### What you will do
Copy out the rows below, swapping each "field log" for "survey sheet" and keeping everything else unchanged.

### Data in this exercise
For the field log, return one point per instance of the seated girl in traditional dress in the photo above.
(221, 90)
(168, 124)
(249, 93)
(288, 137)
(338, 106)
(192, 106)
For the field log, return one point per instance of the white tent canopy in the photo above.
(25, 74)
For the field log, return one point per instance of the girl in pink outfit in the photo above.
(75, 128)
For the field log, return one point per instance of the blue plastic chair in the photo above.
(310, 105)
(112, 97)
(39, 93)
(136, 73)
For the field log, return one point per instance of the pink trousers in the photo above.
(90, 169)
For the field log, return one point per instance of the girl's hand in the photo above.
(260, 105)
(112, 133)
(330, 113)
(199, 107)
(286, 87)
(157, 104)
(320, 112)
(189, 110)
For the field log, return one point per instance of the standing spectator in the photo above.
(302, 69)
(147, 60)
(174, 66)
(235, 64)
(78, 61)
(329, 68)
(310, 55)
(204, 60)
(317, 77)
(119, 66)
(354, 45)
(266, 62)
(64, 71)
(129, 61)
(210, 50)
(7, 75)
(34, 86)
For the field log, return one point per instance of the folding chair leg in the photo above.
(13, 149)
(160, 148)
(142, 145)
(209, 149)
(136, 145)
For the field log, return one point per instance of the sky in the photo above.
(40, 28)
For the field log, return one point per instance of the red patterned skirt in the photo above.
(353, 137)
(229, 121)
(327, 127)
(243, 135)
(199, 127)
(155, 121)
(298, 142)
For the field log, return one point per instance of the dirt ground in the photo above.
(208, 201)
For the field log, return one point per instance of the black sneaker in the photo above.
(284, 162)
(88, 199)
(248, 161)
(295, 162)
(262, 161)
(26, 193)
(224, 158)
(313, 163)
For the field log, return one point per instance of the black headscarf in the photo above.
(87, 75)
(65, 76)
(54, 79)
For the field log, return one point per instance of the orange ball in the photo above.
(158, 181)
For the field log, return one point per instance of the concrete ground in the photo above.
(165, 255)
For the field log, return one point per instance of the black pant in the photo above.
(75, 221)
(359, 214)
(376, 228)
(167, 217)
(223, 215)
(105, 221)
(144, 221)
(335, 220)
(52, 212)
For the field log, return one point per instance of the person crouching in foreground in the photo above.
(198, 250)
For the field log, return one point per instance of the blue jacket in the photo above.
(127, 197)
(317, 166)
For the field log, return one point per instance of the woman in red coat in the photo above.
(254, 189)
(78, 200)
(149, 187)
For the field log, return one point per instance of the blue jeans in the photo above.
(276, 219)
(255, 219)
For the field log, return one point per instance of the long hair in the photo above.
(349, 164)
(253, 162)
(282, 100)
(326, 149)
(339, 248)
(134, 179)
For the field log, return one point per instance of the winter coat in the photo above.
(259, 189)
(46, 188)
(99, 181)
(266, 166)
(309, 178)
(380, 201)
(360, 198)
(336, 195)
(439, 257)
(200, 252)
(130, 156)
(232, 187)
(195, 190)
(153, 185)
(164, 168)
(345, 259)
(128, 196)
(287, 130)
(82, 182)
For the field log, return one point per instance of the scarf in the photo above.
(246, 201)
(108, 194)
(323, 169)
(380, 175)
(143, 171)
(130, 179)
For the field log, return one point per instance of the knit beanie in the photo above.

### Task result
For the survey sheet, return one point per instance of the seated girl in traditional dress in the photo above.
(221, 90)
(168, 124)
(249, 93)
(288, 137)
(338, 106)
(192, 106)
For the survey sheet, return one point per instance of the white tent canopy in the photo above.
(25, 74)
For the survey sheet, return one point per instance of the girl in pink outfit in the photo above.
(75, 128)
For the survey sheet, return one point per instance of the blue plastic chair in the photo above.
(310, 105)
(112, 97)
(39, 93)
(136, 73)
For the survey sheet, return one point per instance of the pink trousers in the photo above.
(90, 169)
For the survey sheet, return one point per instance of the girl's hand in the photo above.
(260, 105)
(112, 133)
(330, 113)
(199, 107)
(286, 87)
(157, 104)
(320, 112)
(189, 110)
For the survey sheet, return one point per instance of the standing spectator in the photo above.
(302, 69)
(147, 60)
(174, 66)
(235, 64)
(78, 61)
(329, 68)
(310, 55)
(204, 60)
(317, 77)
(119, 66)
(354, 45)
(266, 62)
(64, 71)
(129, 61)
(210, 50)
(7, 75)
(34, 86)
For the survey sheet, return one point per instance of the folding chair leg in the photo above.
(13, 149)
(160, 148)
(142, 145)
(209, 149)
(136, 145)
For the survey sheet, return one point per instance of the sky in the photo above.
(40, 28)
For the survey sheet, return one point per instance of the red patterned skirt in the photo above.
(353, 137)
(229, 121)
(327, 127)
(243, 135)
(199, 127)
(155, 121)
(298, 142)
For the survey sheet, return one point per instance of the dirt ground in the photo above.
(208, 201)
For the survey sheet, return one point per instance of the black sneaker in the photo above.
(284, 162)
(88, 199)
(248, 161)
(295, 162)
(262, 161)
(26, 193)
(224, 158)
(313, 163)
For the survey sheet, return one point per instance of the black headscarf in the photo above.
(87, 75)
(65, 76)
(54, 79)
For the survey sheet, return one point per instance of the orange ball in the photo above.
(158, 181)
For the survey sheet, return one point per instance of the concrete ground in the photo above.
(165, 255)
For the survey sheet, return one point per instance of the black pant in the photo above.
(75, 221)
(359, 214)
(376, 228)
(167, 217)
(223, 215)
(105, 221)
(144, 221)
(335, 220)
(52, 212)
For the survey sheet, return one point per instance of the person crouching in foreground in the photo above.
(198, 250)
For the survey sheet, return one point per instance of the blue jacket in the photo above.
(127, 197)
(317, 166)
For the survey sheet, return one point per instance of the woman in red coat in the photo above.
(254, 189)
(78, 200)
(149, 187)
For the survey sheet, return one point per instance of the blue jeans in the photo above.
(276, 219)
(255, 219)
For the survey sheet, return one point per instance of the long hair in the photo above.
(349, 164)
(253, 162)
(282, 100)
(326, 149)
(339, 248)
(134, 179)
For the survey sheet, return one point per instance of the winter coat in the photo above.
(259, 189)
(46, 188)
(99, 181)
(266, 166)
(309, 178)
(380, 201)
(360, 198)
(336, 195)
(439, 257)
(200, 252)
(130, 156)
(232, 187)
(195, 190)
(153, 185)
(164, 168)
(345, 259)
(128, 196)
(287, 130)
(82, 182)
For the survey sheet, return one point per instance of the scarf in the photo above.
(246, 201)
(108, 194)
(323, 169)
(380, 175)
(143, 171)
(130, 179)
For the survey sheet, return one point per instance of the knit beanie in the photo above.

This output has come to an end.